(Object pointing dataset items)
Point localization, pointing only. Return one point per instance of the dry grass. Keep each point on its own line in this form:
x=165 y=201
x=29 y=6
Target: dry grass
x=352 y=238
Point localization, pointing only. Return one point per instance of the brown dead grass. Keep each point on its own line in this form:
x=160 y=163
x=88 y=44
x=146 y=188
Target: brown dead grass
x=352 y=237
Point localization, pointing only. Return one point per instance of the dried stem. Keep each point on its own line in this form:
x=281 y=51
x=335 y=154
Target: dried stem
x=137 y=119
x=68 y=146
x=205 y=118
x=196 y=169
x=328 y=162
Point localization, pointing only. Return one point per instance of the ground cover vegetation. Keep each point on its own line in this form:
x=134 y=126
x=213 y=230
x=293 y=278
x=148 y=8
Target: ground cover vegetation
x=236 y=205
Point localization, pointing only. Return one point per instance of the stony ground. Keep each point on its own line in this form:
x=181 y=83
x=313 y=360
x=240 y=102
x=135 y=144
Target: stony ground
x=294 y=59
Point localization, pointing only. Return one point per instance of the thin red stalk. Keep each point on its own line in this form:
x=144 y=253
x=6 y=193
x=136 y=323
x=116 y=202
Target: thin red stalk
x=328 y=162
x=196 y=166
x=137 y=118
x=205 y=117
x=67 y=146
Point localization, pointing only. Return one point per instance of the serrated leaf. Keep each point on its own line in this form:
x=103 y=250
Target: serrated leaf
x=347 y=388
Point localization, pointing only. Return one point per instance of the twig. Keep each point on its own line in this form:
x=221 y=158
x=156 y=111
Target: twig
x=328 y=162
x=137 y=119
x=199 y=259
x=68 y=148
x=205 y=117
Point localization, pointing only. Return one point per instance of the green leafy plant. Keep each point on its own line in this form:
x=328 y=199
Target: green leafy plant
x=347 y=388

▶ _EXERCISE PROMPT_
Reproduce the items from the start through the line with "x=236 y=205", swapping each "Point localization" for "Point detection" and keeping everything else unchanged. Return only those lines.

▶ _FINAL RESULT_
Point detection, pointing only. Return one point per instance of the dry grass. Keep each point on its own line in this form:
x=165 y=201
x=29 y=6
Target: dry grass
x=352 y=238
Point detection, pointing only. Return one point per instance of the brown dead grass. Keep each point on its own line in this form:
x=160 y=163
x=88 y=44
x=146 y=188
Target: brown dead grass
x=352 y=237
Point detection, pointing only. Return one point per instance of the dried stem. Keep each point on its own line in this form:
x=281 y=51
x=335 y=154
Target: dried stem
x=137 y=119
x=68 y=146
x=205 y=118
x=196 y=169
x=328 y=162
Point detection, pointing only. Return one point per instance of the ground cover vegetation. Keep each point on its own line in this form:
x=134 y=126
x=213 y=230
x=293 y=278
x=148 y=8
Target: ground cover vegetation
x=236 y=205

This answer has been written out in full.